### The problem
Using the listing below, retype exactly the lines starting at the one with "Can you find the bird?" and ending at the one with "Can you find the green moss?", and include both.

**** Available data

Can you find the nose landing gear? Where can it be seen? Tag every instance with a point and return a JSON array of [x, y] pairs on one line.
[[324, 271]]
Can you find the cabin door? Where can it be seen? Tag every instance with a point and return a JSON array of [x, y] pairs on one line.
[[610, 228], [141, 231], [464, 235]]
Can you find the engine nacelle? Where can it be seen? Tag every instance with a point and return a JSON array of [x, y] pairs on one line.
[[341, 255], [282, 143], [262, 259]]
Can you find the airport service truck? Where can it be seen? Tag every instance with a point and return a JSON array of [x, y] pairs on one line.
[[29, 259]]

********
**** Available data

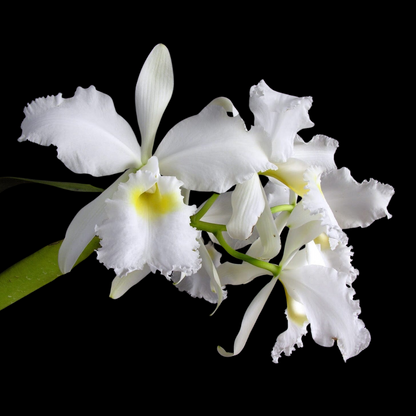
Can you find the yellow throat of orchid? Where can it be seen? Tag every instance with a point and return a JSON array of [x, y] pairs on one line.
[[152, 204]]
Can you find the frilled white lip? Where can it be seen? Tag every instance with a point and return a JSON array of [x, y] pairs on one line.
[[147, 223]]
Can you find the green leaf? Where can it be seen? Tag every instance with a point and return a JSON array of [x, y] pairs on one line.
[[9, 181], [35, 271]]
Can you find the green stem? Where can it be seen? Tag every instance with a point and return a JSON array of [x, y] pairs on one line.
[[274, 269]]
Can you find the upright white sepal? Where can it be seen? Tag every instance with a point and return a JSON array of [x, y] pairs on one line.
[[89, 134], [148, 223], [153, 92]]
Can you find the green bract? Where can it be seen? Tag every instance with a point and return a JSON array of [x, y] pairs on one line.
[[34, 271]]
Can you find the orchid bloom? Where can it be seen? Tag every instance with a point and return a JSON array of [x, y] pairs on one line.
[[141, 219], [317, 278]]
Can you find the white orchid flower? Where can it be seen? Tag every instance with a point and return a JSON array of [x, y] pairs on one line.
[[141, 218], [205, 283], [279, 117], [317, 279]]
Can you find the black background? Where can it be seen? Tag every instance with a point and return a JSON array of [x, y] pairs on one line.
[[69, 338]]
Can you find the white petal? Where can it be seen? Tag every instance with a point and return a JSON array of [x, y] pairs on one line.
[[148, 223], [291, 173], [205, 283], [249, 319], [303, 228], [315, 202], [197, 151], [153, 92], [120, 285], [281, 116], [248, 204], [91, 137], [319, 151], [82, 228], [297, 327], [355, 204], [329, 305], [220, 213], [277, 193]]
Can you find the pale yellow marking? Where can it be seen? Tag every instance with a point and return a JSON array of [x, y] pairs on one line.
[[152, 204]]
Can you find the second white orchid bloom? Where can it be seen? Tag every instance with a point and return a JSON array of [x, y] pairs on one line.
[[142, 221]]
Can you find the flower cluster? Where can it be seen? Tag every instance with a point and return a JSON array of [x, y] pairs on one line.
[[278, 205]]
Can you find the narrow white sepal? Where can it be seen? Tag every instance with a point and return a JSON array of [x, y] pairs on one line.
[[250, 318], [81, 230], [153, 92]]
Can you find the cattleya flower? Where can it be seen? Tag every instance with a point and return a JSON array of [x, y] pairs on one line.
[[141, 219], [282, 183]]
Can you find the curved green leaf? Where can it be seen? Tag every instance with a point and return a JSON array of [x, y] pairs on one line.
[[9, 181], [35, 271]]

********
**** Available data

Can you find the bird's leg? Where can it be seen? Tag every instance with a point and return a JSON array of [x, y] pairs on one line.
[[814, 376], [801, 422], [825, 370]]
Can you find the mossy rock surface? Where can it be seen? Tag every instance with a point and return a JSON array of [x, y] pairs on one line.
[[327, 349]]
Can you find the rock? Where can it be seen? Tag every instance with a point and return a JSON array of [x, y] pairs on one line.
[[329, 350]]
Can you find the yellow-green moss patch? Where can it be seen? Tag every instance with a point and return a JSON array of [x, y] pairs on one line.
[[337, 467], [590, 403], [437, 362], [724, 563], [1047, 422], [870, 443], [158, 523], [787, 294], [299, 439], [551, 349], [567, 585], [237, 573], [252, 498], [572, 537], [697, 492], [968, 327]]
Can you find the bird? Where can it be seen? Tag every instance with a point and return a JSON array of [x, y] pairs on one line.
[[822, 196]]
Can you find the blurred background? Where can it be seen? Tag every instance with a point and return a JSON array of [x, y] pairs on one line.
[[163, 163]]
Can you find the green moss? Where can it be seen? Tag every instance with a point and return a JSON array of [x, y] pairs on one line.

********

### Task answer
Can you find the bird? Where can it be seen? Tag every instance with a point and return a JSON array of [x, y] pairs on one line.
[[822, 196]]
Can you find the blurred background? Where can it be seen? Tag every instance with a point and return a JSON array of [x, y] pairs on one line.
[[163, 163]]
Can you find the green moss? Where can it be seen? Tag every instance with a point and return a JSON array of [x, y] pairs on one line.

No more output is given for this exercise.